Start of GIVEN PASSAGE
These factors may have incentivized investment, particularly during a tech investment boom. But they provide no proof these factors have incentivized adoption: “…it is hard for AEC tech companies to grow efficiently due to several dynamics among AEC customers, including fragmentation, low IT spend (relative to other industries), and entrenched analog ways of working.”
Drivers of AEC Investment
The reasons McKinsey cites behind all this investment includes:
- Public infrastructure investment. Yes, governments are going to spend more and encourage next generation infrastructure. But they’re not requiring digital anything for building such infrastructure. Even the requirement to prove legal rights to work can be on paper.
- Decarbonization. Largely incentivized through tax breaks, but without a carbon tax treaty across national borders, it’s hard to believe this moves the dial.
- Labor shortages must be addressed. True, but as long as the industry can quietly hire the undocumented without meaningful consequences, no big changes are being made. Not to mention a construction management generation that actively resists digital methods. Architects and Engineers are more willing to join the 21st century.
- Regulation. McKinsey seems to be aware that the Covid pandemic did force more digital adoption. But they left off the part where digital was discarded just as soon as regulations were relaxed. At least for public projects, requirements for legal work documentation might be a more lasting incentive. (UK Building Safety act, Sweden ID06 law, etc.)
- Interoperability among software. While some AEC software vendors appreciate that data sharing grows the market for everyone’s benefit, they are a minority. Most of the bigger firms have no interest in integration, open APIs or interoperability. We’ve seen the same dynamic in healthcare, where the US government has had to force the market to adopt data standards and sharing.
- Proptech interoperability (like digital twins). Not surprisingly, the sexy VR/AR/AI technologies get a big mention, but as a method of blurring categories. Did McKinsey combine proptech with AEC to make the investment numbers bigger?
Friction on Digital Adoption
Some usual factors are mentioned delaying adoption.
- Fragmentation. Too many cooks, GC’s, subs, contractors, stakeholders, etc.
- Multiple buyers within each firm. Nobody knows who’s on first, or the guy on first is playing a different game from the guy on second.
End of GIVEN PASSAGE
## EXERCISE DIRECTIONS
Resume the commentary on AEC technology investment and adoption, picking up after its last sentence.
Start of SOURCE MATERIAL
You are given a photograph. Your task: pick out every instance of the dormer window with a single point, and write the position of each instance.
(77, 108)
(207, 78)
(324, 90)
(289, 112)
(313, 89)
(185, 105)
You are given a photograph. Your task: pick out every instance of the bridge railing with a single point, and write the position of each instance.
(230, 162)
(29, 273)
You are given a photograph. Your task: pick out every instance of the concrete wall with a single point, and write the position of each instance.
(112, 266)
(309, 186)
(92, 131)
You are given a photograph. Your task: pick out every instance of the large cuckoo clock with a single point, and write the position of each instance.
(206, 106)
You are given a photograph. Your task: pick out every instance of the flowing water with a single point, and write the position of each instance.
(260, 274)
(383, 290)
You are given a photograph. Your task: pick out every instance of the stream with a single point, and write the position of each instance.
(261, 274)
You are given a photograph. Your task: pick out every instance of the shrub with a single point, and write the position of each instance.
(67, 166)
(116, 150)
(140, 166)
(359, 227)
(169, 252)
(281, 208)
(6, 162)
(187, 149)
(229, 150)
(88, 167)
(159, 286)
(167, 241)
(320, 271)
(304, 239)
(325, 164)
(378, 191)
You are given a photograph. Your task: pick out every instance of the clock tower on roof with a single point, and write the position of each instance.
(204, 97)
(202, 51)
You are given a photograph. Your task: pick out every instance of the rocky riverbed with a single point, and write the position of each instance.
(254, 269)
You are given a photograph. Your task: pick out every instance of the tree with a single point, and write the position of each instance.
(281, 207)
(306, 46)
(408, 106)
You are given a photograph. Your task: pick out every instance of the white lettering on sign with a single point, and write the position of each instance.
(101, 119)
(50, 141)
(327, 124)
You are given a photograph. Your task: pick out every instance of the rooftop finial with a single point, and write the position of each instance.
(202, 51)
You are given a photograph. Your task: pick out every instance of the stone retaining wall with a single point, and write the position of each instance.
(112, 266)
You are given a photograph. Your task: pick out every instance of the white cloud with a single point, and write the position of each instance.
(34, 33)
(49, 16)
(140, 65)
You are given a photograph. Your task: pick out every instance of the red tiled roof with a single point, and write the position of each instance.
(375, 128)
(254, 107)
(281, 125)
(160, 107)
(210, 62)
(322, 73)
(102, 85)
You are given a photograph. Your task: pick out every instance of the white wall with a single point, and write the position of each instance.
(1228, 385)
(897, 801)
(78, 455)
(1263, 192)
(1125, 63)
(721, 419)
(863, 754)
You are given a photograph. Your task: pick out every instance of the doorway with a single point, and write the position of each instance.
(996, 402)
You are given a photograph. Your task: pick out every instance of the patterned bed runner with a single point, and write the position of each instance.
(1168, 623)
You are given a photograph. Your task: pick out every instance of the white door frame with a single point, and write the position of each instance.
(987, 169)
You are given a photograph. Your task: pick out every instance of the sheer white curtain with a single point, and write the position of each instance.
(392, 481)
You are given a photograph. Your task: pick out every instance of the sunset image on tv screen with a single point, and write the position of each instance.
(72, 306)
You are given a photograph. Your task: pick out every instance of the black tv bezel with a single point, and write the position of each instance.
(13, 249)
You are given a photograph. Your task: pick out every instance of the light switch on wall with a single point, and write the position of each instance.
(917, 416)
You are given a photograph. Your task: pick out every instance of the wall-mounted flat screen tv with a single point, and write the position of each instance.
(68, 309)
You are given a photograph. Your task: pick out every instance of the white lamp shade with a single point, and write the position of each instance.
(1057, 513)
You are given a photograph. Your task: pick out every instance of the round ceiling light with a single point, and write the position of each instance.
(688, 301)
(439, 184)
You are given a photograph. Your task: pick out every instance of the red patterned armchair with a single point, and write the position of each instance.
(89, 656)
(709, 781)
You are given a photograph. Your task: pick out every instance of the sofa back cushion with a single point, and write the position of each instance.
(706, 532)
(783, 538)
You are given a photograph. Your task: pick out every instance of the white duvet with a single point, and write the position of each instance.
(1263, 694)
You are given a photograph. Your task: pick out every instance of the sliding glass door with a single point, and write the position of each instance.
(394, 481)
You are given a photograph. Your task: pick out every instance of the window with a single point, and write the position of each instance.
End of SOURCE MATERIAL
## SOLVED PROBLEM
- Low margins, encouraged by project owners, with justification given the quality and safety record of the industry.
- Low IT spend (1-2% of $R)
- Buying for projects vs enterprises
What they leave out are what, in my opinion, are much bigger obstacles:
- The cultural aversion to digital technology in field operations.
- Too much family ownership of small poorly managed firms.
- A lack of competition at the local level.
- A reliance on poorly paid undocumented workers.
- A reflexive resistance to all regulation of all types.
Then a Whole Lot of Useless Advice
McKinsey seems to have scraped all the startup enthusiasm sites for its recommendations to vendors, none of which are unique to AEC:
- Have a bold world changing vision (BHAG anyone?)
- Achieve great product/market fit (never heard that before)
- Supercharge the sales team (whatever that means)
- Have a scalable revenue model (got it)
- Create innovative “routes to market” (what, Facebook?)
- Value net retention and customer success (never heard that before)
- SaaS metrics help (really?)
- Optimize marketing and sales spend (good idea!)
- Optimize pricing and track impact (I wish I had an MBA…)
- Lean on data for process improvement (well, I am selling software and data, so OK)
- “Strengthen the business-building muscle” (huh?)
No Conclusions Worth a Damn
If McKinsey really claims to be able to guide the world to a better future, they proved the opposite here. In this paper, they avoid all the real difficult problems with the AEC market that delay digital adoption. Instead, they suck up to the VC and M&A community who funded the last bubble of solutions. The startup leaders just need to try harder. There’s not a single recommendation worth reading here.